> **Assignment**
Transcribe exactly everything in the data below from the line containing "of the reflection" down to the line containing "of the fingers", both lines included and nothing further.

BEGIN Provided data

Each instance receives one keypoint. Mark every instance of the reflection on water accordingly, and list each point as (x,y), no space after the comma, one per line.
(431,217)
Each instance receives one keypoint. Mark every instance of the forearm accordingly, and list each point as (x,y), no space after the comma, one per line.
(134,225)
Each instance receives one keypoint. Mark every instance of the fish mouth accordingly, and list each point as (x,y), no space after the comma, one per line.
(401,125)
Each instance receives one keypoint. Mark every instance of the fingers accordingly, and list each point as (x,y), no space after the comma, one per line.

END Provided data
BEGIN Provided data

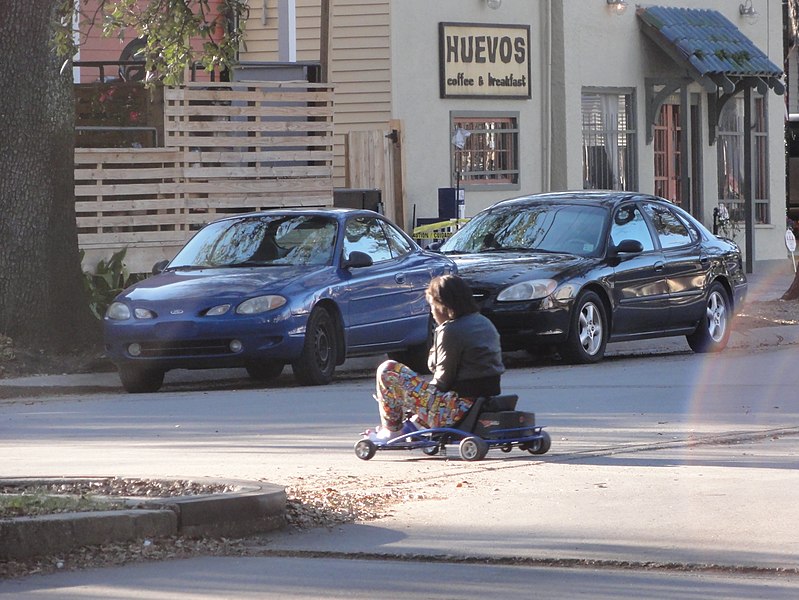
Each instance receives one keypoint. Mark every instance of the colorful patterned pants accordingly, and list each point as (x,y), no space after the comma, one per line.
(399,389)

END Provided data

> **Answer to this problem**
Each instance receives one keypoint. Mark every instance of the reflection on water accordingly, and list each point as (x,y), no space after the comma, one per line.
(431,217)
Each instance receives one keypoint. Mark every instance of the forearm accordingly, and list each point as (x,y), no space after the comma, one per line.
(134,225)
Each instance receives one keypoint. Mark every instance of the fish mouth accordingly, and list each point as (x,y), no space after the comma, one per line.
(401,125)
Each instance receives one keypoint. Mark every instance of the fingers accordingly, and list each point as (x,y), no space after the comma, one per line.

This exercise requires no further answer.